> [Set of tasks]:
1: In the excerpt, what is given as an example of an aggregator of blog articles written about R?
2: Please update the stretch of the excerpt from "In addition to" through "written about R.", replacing "paywalls" with "subscription barriers".
3: Do these statements agree with the excerpt? Answer yes or no for each and quote the deciding words. (a) The end-of-course project takes participants from raw data to polished reports. (b) The three ways of approaching self-directed learning are mutually exclusive. (c) Participants must use only the pre-structured projects the author has assembled.

— Start of Excerpt —

That is to say, they have a pre-existing interest in this process. What they are looking for is a course that teaches tool use. An analogy would be teaching an established carpenter who has been using a hand saw to build a table, but wants to learn how to use an electric table saw. The carpenter knows how the pieces of wood are going to look before and after they get cut—but now they have a tool to make that process of cutting the wood more efficient.

In the courses I have been teaching as part of the University of Victoria Continuing Studies Business Intelligence and Data Analytics series6, we start with some foundational skills but quickly move to applications of those skills. Towards the end of the course, the participants tackle a project where they follow the data science workflow, from raw data to polished reports, including modeling and visualizations. For some participants, they use pre-structured projects I have assembled. But I leave open the option to bring a workflow from their workplace or a project from their other courses—they can apply their newly honed skills to something immediately relevant.

I have been a participant in similarly structured one- and two-day workshops where I have benefited from this hands-on applied approach. In courses and workshops like this, the skills become much more familiar. We learn, rather than being taught.

Staying on top of things

In addition to formal training, there are, I think, three ways that we can approach self-directed learning to keep up-to-date with what’s happening in the field. The three are not mutually exclusive: there’s a strong argument to be made that they are inextricably intertwined.

Open content

Papers in a prestigious peer-reviewed journals has long been a way to stay apprised of the frontiers of knowledge in our chosen discpline. But for many of us, once we leave the academy, these publications are locked behind paywalls.7

Fortunately, there are now more open preprints and blog articles from which we can learn. As an example, R-bloggers is an aggregator of blog articles written about R.

— End of Excerpt —
— Start of Supplied records —

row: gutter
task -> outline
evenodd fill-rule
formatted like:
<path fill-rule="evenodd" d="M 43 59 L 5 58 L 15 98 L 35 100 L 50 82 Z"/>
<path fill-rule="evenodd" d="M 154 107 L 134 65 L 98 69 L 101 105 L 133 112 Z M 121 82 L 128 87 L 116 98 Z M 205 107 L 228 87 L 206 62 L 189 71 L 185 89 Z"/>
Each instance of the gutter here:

— End of Supplied records —

> [Results by task]:
1: R-bloggers

2:
In addition to formal training, there are, I think, three ways that we can approach self-directed learning to keep up-to-date with what’s happening in the field. The three are not mutually exclusive: there’s a strong argument to be made that they are inextricably intertwined.

Open content

Papers in a prestigious peer-reviewed journals has long been a way to stay apprised of the frontiers of knowledge in our chosen discpline. But for many of us, once we leave the academy, these publications are locked behind subscription barriers.7

Fortunately, there are now more open preprints and blog articles from which we can learn. As an example, R-bloggers is an aggregator of blog articles written about R.

3:
(a) Yes: "from raw data to polished reports"
(b) No: "The three are not mutually exclusive"
(c) No: "But I leave open the option to bring a workflow from their workplace or a project from their other courses"